Your objective:
Every entry needs to be written out again exactly.

[Record set — start]

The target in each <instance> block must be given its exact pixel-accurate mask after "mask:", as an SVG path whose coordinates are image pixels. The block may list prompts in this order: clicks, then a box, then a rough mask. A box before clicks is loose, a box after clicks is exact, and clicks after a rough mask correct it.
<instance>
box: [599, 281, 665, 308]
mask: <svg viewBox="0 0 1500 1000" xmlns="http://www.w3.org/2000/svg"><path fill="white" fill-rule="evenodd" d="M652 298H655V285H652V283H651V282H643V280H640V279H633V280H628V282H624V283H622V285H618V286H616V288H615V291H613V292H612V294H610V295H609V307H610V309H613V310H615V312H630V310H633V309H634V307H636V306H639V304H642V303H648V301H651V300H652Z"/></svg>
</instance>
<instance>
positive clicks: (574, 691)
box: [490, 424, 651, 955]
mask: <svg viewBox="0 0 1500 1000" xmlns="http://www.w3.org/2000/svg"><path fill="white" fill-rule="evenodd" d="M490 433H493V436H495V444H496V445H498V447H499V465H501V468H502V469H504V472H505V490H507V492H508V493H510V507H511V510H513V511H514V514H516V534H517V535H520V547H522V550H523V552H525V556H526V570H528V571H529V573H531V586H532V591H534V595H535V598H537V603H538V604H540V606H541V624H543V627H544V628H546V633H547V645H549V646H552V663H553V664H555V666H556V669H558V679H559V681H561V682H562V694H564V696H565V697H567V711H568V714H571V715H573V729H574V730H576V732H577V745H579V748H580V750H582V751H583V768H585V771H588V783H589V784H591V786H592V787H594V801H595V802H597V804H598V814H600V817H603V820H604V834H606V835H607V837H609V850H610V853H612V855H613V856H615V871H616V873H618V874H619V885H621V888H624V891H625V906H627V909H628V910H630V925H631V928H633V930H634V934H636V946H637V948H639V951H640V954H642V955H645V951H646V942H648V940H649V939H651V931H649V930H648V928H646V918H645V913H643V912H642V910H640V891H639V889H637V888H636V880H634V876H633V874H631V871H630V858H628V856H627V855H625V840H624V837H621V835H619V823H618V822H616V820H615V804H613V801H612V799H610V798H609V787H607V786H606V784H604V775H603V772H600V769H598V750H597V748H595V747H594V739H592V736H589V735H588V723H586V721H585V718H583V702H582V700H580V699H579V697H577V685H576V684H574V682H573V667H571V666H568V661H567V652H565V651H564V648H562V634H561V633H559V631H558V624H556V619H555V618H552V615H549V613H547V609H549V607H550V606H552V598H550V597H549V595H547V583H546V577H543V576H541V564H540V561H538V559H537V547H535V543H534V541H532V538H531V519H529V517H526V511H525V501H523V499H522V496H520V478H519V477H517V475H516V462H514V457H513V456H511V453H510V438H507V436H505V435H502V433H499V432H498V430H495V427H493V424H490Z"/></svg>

[Record set — finish]

The answer:
The target in each <instance> block must be given its exact pixel-accurate mask after "mask:", as an SVG path whose coordinates are image pixels. The block may list prompts in this order: clicks, then a box, then a rough mask. A box before clicks is loose, a box after clicks is exact, and clicks after a rough mask correct it.
<instance>
box: [599, 281, 665, 308]
mask: <svg viewBox="0 0 1500 1000" xmlns="http://www.w3.org/2000/svg"><path fill="white" fill-rule="evenodd" d="M652 298H655V285H652V283H651V282H643V280H640V279H633V280H628V282H624V283H622V285H618V286H616V288H615V291H613V292H612V294H610V295H609V307H610V309H613V310H615V312H630V310H633V309H634V307H636V306H639V304H642V303H648V301H651V300H652Z"/></svg>
</instance>
<instance>
positive clicks: (574, 691)
box: [490, 424, 651, 955]
mask: <svg viewBox="0 0 1500 1000" xmlns="http://www.w3.org/2000/svg"><path fill="white" fill-rule="evenodd" d="M490 433H493V436H495V444H496V445H498V447H499V465H501V468H502V469H504V472H505V490H507V492H508V493H510V507H511V510H513V511H514V514H516V534H517V535H520V547H522V550H523V552H525V556H526V570H528V571H529V573H531V586H532V591H534V595H535V598H537V603H538V604H540V606H541V624H543V627H544V628H546V633H547V645H549V646H552V663H553V664H555V666H556V669H558V679H559V681H561V682H562V694H564V696H565V697H567V711H568V714H571V715H573V729H574V730H576V732H577V745H579V748H580V750H582V751H583V768H585V771H588V783H589V784H591V786H592V787H594V801H595V802H597V804H598V814H600V817H603V820H604V834H606V835H607V837H609V850H610V853H612V855H613V856H615V871H616V873H618V874H619V885H621V888H624V891H625V906H627V909H628V910H630V925H631V928H633V930H634V934H636V946H637V948H639V951H640V954H642V955H645V951H646V942H648V940H649V939H651V931H649V930H648V928H646V918H645V913H643V912H642V910H640V891H639V889H637V888H636V880H634V876H633V874H631V871H630V858H628V856H627V855H625V840H624V837H621V835H619V823H618V822H616V820H615V804H613V801H612V799H610V798H609V787H607V786H606V784H604V775H603V772H600V769H598V750H597V748H595V747H594V739H592V736H589V735H588V723H586V721H585V718H583V702H582V700H580V699H579V697H577V685H576V684H574V682H573V667H571V666H568V661H567V652H565V651H564V648H562V634H561V633H559V631H558V624H556V619H555V618H552V615H549V613H547V609H549V607H550V606H552V598H550V597H549V595H547V583H546V577H543V576H541V564H540V561H538V559H537V547H535V543H534V541H532V538H531V519H529V517H526V511H525V501H523V499H522V496H520V478H519V477H517V475H516V462H514V457H513V456H511V453H510V438H507V436H505V435H502V433H499V432H498V430H495V427H493V424H490Z"/></svg>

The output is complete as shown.